Exercise –
Answer these from the passage on the LIBOR transition:
1. Since when have all new Foundation Home Loans products been based on, or reverted to, Bank Base Rate?
2. When did LIBOR cease?
3. On what date was the last LIBOR interest rate reset for impacted customers' mortgage accounts?

Excerpted passage –

We have written to all impacted customers informing them of the changes and that the LIBOR interest rate reset on 13 December would be the last time the interest rate applicable on their mortgage account would be calculated using LIBOR as the reference rate.
Since May 2020, all new Foundation Home Loans products, including Product Transfer products, have been based on, or revert to, an interest rate which refers to Bank Base Rate (BBR).
The decision to cease the use of LIBOR is a decision that was made by the financial regulators, and all banks, lenders and financial institutions were required to move their customers to an alternative reference rate when LIBOR ceased at the end of 2021.
The regulator requires that all existing mortgage contracts whose interest rate is set by reference to LIBOR must have the terms of their contract switched to a robust alternative reference rate.
If a borrower currently has a Foundation Home Loans mortgage with an interest rate calculated referencing LIBOR, changes will have to be made to their mortgage to provide an alternative reference rate against which interest on their loan is calculated.

Dataset extract –

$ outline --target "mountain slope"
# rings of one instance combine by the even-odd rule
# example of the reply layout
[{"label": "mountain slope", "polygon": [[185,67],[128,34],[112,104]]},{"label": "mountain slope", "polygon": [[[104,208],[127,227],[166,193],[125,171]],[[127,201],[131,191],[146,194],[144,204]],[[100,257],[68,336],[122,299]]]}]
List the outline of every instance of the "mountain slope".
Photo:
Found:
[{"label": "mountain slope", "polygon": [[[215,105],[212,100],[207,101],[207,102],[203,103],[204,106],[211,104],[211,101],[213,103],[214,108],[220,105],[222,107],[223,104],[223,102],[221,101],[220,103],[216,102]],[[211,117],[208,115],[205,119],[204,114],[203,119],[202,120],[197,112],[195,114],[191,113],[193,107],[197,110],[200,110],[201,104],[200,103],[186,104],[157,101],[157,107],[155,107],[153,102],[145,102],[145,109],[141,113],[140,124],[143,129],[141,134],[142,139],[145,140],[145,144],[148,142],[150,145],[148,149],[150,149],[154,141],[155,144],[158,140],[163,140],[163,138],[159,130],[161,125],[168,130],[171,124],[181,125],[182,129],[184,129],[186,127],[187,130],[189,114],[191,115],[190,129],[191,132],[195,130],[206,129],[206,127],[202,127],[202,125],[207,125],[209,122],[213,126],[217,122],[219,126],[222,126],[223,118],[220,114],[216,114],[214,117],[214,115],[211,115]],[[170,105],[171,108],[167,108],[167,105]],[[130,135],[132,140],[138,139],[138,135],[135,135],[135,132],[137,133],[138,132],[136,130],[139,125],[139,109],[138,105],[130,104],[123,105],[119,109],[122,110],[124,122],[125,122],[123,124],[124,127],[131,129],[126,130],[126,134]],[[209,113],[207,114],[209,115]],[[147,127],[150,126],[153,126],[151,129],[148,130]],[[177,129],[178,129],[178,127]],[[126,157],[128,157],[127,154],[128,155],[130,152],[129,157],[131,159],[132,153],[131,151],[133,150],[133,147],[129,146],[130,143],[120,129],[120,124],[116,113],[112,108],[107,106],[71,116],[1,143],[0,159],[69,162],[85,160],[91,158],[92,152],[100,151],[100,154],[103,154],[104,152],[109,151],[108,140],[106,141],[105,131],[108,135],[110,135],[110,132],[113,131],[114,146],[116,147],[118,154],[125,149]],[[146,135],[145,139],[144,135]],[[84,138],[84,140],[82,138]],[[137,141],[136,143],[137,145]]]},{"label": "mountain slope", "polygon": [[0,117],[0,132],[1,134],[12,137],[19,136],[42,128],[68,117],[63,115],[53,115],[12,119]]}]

Worked solution –
1. Since May 2020.
2. At the end of 2021.
3. On 13 December.